§ **DATASET RECORDS**:
----------

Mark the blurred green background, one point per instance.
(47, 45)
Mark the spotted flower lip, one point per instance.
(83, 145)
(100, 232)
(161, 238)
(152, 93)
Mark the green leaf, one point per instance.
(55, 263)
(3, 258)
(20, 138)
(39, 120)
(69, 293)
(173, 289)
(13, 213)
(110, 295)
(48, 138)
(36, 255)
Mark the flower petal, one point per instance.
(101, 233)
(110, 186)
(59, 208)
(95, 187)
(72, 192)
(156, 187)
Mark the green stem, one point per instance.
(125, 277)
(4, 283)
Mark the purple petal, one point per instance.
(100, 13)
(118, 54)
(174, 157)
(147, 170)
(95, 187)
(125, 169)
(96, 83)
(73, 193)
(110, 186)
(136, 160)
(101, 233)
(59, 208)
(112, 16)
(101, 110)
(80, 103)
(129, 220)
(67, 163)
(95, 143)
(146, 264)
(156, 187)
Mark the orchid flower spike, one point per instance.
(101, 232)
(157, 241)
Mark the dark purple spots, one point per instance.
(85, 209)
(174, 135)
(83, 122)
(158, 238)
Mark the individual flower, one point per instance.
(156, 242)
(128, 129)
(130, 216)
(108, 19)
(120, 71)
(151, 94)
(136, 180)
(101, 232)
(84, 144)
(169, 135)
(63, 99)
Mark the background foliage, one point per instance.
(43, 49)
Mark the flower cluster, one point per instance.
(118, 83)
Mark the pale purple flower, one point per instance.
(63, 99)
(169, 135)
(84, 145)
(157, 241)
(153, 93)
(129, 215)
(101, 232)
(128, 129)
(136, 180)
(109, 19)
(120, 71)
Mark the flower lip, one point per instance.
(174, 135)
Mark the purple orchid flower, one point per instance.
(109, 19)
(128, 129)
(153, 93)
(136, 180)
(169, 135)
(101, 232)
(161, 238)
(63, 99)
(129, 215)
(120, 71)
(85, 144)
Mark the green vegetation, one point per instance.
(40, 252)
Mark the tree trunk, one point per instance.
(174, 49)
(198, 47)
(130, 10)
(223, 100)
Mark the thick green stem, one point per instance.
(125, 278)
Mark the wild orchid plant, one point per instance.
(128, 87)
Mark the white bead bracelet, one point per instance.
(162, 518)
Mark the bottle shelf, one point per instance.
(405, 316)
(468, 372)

----------

Shift every coordinate up by 126 in each number, for the part of the listing that opens with the line containing "Mark the background" and runs through the end of the listing. Write out every line of that part in order, leaving the lines without coordinates unchanged.

Mark the background foliage, one point per instance.
(169, 175)
Mark the flower cluster, one point per instance.
(244, 209)
Mark the pale purple flower, one point per instance.
(189, 225)
(295, 261)
(210, 271)
(283, 367)
(279, 219)
(255, 341)
(227, 358)
(254, 255)
(262, 306)
(235, 145)
(246, 197)
Mark the flower lip, one point per instance.
(300, 261)
Mark the purple orchid flower, one point per instance.
(235, 145)
(254, 255)
(279, 219)
(262, 306)
(295, 261)
(227, 358)
(287, 364)
(189, 225)
(255, 341)
(246, 197)
(211, 270)
Mark the green vegetation, one point per instance.
(166, 378)
Mark the tree trunk, one point per instance.
(300, 175)
(324, 173)
(256, 136)
(349, 226)
Mark the thick green stem, one point per instance.
(251, 404)
Mark the wild orchid plant, one point per instance.
(254, 213)
Mark the white bead bracelet, one point per instance.
(288, 644)
Mark the bottle shelf, one point per instance.
(531, 442)
(594, 498)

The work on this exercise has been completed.